-- Provided information --
** BEGIN **

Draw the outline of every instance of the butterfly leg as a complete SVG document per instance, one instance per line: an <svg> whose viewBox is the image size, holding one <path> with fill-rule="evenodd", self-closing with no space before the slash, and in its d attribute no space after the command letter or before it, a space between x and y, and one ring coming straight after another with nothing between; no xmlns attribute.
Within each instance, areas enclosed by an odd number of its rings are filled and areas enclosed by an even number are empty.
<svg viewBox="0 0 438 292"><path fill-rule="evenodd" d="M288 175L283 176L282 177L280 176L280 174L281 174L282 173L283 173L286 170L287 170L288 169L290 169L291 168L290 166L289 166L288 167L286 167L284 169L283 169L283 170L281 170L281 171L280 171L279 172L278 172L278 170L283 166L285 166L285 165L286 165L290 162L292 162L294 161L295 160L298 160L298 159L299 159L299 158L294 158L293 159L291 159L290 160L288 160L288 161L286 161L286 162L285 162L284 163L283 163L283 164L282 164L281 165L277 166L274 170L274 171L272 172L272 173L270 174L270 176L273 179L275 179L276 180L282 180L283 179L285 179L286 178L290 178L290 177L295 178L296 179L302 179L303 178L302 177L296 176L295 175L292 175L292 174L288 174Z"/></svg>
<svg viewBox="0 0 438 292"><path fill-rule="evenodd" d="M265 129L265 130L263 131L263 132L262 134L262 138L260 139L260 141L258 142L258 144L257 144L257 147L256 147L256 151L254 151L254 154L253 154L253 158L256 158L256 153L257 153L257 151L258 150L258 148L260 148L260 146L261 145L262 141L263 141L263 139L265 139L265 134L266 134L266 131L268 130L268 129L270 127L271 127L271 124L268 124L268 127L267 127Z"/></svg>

** END **
** BEGIN **

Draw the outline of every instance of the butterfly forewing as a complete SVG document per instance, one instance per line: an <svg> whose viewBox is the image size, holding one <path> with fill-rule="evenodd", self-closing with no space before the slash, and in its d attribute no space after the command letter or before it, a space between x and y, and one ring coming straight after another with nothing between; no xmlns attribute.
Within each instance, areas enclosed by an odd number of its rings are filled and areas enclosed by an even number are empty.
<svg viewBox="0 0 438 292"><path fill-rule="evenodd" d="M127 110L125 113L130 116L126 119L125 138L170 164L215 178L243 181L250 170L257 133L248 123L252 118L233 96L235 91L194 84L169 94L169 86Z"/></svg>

** END **

-- What is expected --
Rewrite the part of the listing that opens with the line containing "Draw the outline of every instance of the butterfly forewing" and closes with the line containing "110L125 113L130 116L126" as a numbered list, leaving out any blank lines.

-- Solution to this problem --
1. Draw the outline of every instance of the butterfly forewing as a complete SVG document per instance, one instance per line: an <svg> whose viewBox is the image size, holding one <path> with fill-rule="evenodd", self-closing with no space before the slash, and in its d attribute no space after the command letter or before it, a space between x and y, and one ring coming straight after another with nothing between; no xmlns attribute.
2. Within each instance, areas enclosed by an odd number of its rings are filled and areas enclosed by an even number are empty.
3. <svg viewBox="0 0 438 292"><path fill-rule="evenodd" d="M127 110L125 113L130 116L126 119L125 138L170 164L215 178L243 181L250 170L257 133L248 123L252 118L233 96L235 91L194 84L169 94L169 86Z"/></svg>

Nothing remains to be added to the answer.